• **Set exercise**: Copy all of the records below word for word, leaving the pictures out.

• **Records for this exercise**:

--- BEGIN ---

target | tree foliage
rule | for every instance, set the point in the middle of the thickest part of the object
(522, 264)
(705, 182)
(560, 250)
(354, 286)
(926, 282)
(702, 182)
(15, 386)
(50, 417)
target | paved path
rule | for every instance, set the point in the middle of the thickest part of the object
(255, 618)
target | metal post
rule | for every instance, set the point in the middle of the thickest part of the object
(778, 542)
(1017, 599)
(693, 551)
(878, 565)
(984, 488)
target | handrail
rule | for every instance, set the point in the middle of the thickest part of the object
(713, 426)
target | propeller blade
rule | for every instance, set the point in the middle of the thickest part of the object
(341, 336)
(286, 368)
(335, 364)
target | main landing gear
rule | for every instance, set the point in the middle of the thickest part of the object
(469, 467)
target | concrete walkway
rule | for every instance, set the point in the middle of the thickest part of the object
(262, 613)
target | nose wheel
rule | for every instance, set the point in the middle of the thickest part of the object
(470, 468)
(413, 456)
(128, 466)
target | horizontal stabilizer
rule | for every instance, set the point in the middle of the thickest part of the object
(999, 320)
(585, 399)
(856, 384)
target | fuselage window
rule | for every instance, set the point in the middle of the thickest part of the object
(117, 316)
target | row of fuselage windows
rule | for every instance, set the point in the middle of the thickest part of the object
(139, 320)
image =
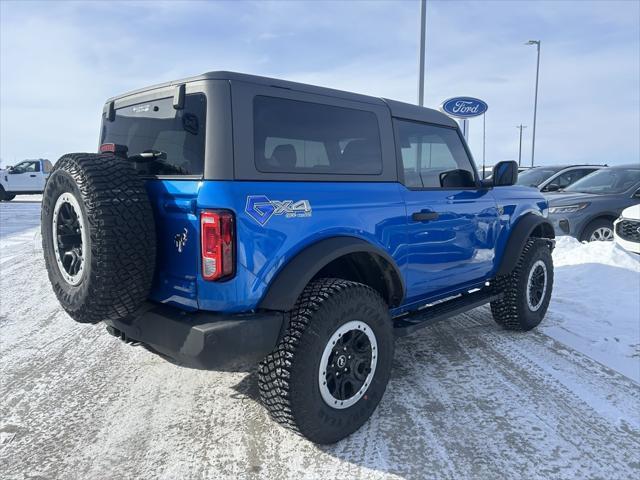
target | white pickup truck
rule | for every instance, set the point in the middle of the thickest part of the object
(27, 177)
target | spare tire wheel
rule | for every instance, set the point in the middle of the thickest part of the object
(98, 236)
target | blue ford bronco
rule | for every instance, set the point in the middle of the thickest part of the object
(230, 220)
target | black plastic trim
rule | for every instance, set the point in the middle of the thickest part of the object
(519, 235)
(289, 282)
(204, 340)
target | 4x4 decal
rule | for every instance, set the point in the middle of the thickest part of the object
(261, 209)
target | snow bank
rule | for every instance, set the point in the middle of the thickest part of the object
(595, 307)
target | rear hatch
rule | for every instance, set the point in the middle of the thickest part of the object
(173, 140)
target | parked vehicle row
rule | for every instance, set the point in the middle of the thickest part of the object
(552, 179)
(27, 177)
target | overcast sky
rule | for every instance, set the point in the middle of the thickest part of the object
(61, 60)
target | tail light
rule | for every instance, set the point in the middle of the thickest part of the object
(217, 244)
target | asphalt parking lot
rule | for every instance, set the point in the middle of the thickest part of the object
(466, 400)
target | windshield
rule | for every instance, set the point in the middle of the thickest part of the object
(535, 176)
(607, 180)
(176, 135)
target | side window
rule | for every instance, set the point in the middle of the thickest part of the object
(292, 136)
(567, 178)
(429, 150)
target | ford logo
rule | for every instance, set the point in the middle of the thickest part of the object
(464, 107)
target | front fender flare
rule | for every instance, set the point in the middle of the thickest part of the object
(287, 285)
(520, 232)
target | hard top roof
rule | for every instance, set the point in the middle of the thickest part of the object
(398, 109)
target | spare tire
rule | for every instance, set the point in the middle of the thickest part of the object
(98, 236)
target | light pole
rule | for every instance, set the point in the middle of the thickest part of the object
(423, 28)
(535, 102)
(520, 127)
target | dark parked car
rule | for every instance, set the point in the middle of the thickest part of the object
(587, 209)
(552, 179)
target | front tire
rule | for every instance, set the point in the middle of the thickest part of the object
(337, 327)
(526, 292)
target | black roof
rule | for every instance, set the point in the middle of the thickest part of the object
(399, 109)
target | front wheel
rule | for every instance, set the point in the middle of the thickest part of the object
(331, 366)
(526, 292)
(600, 230)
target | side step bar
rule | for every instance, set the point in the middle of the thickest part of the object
(408, 324)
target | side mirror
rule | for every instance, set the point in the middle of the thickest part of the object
(457, 179)
(505, 173)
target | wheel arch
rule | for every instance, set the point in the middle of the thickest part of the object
(349, 258)
(610, 216)
(529, 225)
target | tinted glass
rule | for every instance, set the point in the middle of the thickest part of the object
(607, 180)
(427, 151)
(302, 137)
(567, 178)
(156, 125)
(535, 176)
(27, 166)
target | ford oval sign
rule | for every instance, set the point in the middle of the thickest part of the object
(464, 107)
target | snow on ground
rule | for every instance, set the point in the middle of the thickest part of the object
(466, 399)
(596, 303)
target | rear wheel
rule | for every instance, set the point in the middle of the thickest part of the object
(526, 292)
(600, 230)
(98, 237)
(331, 366)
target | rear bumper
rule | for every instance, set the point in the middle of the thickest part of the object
(204, 340)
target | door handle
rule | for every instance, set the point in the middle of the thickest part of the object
(424, 216)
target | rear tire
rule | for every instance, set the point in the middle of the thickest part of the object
(343, 324)
(526, 292)
(101, 258)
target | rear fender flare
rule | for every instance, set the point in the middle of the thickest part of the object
(287, 285)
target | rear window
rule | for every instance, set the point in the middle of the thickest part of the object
(156, 125)
(291, 136)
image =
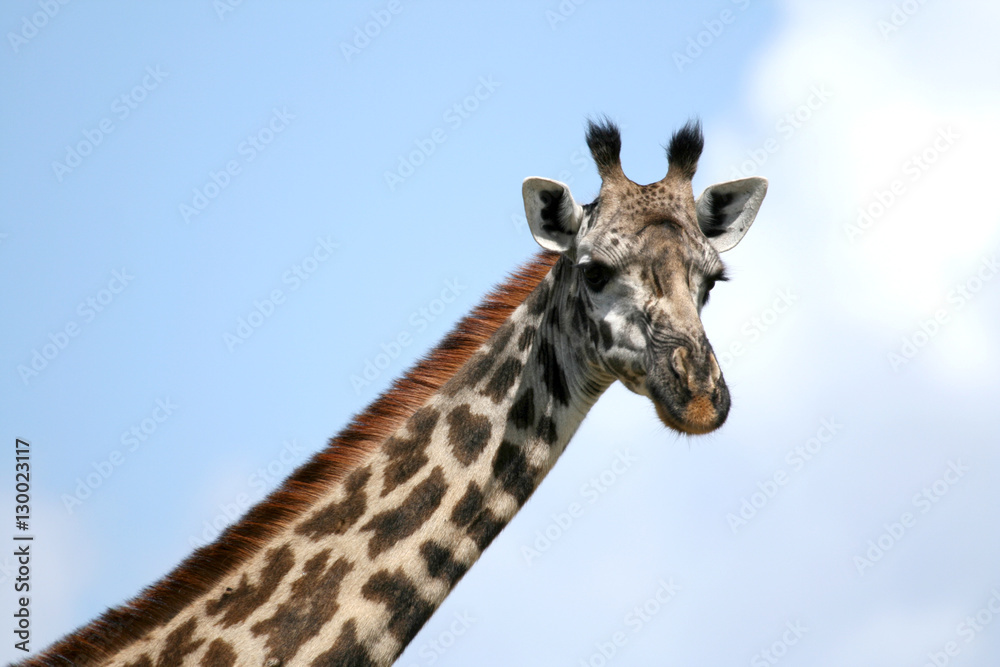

--- END ---

• **Exercise solution**:
target | tree foliage
rule | for every instance, set the point in the middle of the thickest part of the object
(522, 264)
(705, 182)
(560, 250)
(354, 286)
(926, 282)
(702, 182)
(15, 386)
(50, 417)
target | paved path
rule | for every instance, set the point in the middle of the thickest part of the object
(255, 618)
target | metal post
rule | for every instance, set the point in the middle of the thickest part of the object
(778, 542)
(1017, 599)
(693, 551)
(878, 565)
(984, 488)
target | handrail
rule | for every instance, set the point in the middle of the thickest part of the object
(713, 426)
target | propeller blade
rule | for every instance, set the point in the middle of the thickest part of the object
(341, 336)
(286, 368)
(335, 364)
target | main landing gear
rule | for every instance, set the point in the middle of the thickest part of the object
(469, 467)
target | concrete walkway
rule | for every instance, set the point in the middle of the thickest part of the object
(262, 613)
target | nose wheel
rule | for every instance, set the point in the middle of the thickest part of the object
(470, 468)
(413, 456)
(128, 466)
target | horizontal stabilizer
rule | for every instance, set the point in the middle of the thickest part of the object
(999, 320)
(585, 399)
(856, 384)
target | fuselage window
rule | for every instance, set the point in the middle of the thickest part of the object
(117, 316)
target | row of fuselage windows
rule | for every instance, set the point in the middle of the thickest part of the object
(139, 320)
image =
target | white pickup truck
rule | for every instance, set the point in the middle of the thickest part of the object
(27, 177)
target | spare tire wheel
rule | for every instance, set the point in the middle of the thickest part of the object
(98, 236)
target | blue ford bronco
rule | for every instance, set the point in the middle of the thickest part of the object
(230, 220)
target | black plastic trim
rule | for every instance, set the point in the middle of the thickest part of the object
(519, 235)
(289, 282)
(204, 340)
target | 4x4 decal
rule | for every instance, set the point in the middle of the thickest part of the object
(261, 209)
target | snow bank
rule | for every instance, set the point in the middle of the thickest part of the object
(595, 307)
target | rear hatch
rule | for every instance, set the point in the middle of the thickest part of the object
(173, 140)
target | parked vehicle row
rule | for every instance, set the point in the middle of the thickest part of the object
(552, 179)
(27, 177)
target | overcast sky
rule | for every instance, set the point in the middle of the thickest part of the object
(61, 60)
target | tail light
rule | for every instance, set the point in the middle of the thickest part of the object
(217, 244)
target | asphalt parking lot
rule | for every instance, set the point in the middle of the thickest part of the object
(466, 400)
target | windshield
rule | for every instance, set the point in the middle of the thickest part of the object
(535, 176)
(607, 180)
(176, 135)
target | side window
rule | for every instance, set the point in the middle of the thickest part of the object
(292, 136)
(567, 178)
(429, 150)
target | ford logo
rule | for every instance, set the point in the middle of the thickest part of the object
(464, 107)
target | front fender flare
rule | for every instance, set the point in the middle of the thickest part of the object
(287, 285)
(520, 232)
target | hard top roof
rule | for every instance, set the point in the middle of the thickest part of the object
(398, 109)
target | spare tire
rule | for every instance, set the point in the middle of the thickest part of the object
(98, 236)
target | light pole
rule | for every instance, set the point in the middle of the thickest part of the object
(423, 28)
(535, 102)
(520, 127)
target | dark parked car
rule | for every instance, set the point in the middle of the thickest part of the object
(587, 209)
(552, 179)
target | front tire
rule | for every instance, set the point in the middle of the thickest part of the object
(337, 327)
(526, 292)
target | black roof
rule | for every instance, set the point in the middle of the thickest part of the object
(399, 109)
target | front wheel
rule | for every instance, set the point in the middle of the thickest part of the object
(331, 366)
(526, 292)
(600, 230)
target | side step bar
rule | for every instance, set the point in the middle of the thickest part of the object
(408, 324)
target | side mirror
rule | for every instance, set the point in the middle of the thickest part of the object
(457, 179)
(505, 173)
target | wheel arch
rule | for every instance, set the point in the middle of the thickest part of the object
(349, 258)
(610, 216)
(529, 225)
target | tinted glass
rule | for every instance, set the point in the middle of the thickest part of the object
(607, 180)
(427, 151)
(302, 137)
(567, 178)
(156, 125)
(535, 176)
(27, 166)
target | ford oval sign
rule | for every instance, set the point in the middle of the thickest part of the object
(464, 107)
target | snow on ground
rule | for every instance, set the point in the middle of the thickest part of the object
(466, 399)
(596, 303)
target | rear wheel
rule | for every instance, set the point in the middle of the thickest part of the object
(526, 292)
(600, 230)
(98, 237)
(331, 366)
target | rear bumper
rule | for every instance, set the point in the middle of the thickest part of the object
(204, 340)
target | door handle
rule | for every instance, set the point in the middle of the thickest part of the object
(424, 216)
target | rear tire
rule | for every instance, set the point in the middle of the thickest part of the object
(343, 324)
(526, 292)
(101, 258)
target | rear fender flare
rule | for every instance, set the point in the middle of the thickest part of the object
(287, 285)
target | rear window
rule | for every instance, set the point in the middle of the thickest part of the object
(156, 125)
(291, 136)
image =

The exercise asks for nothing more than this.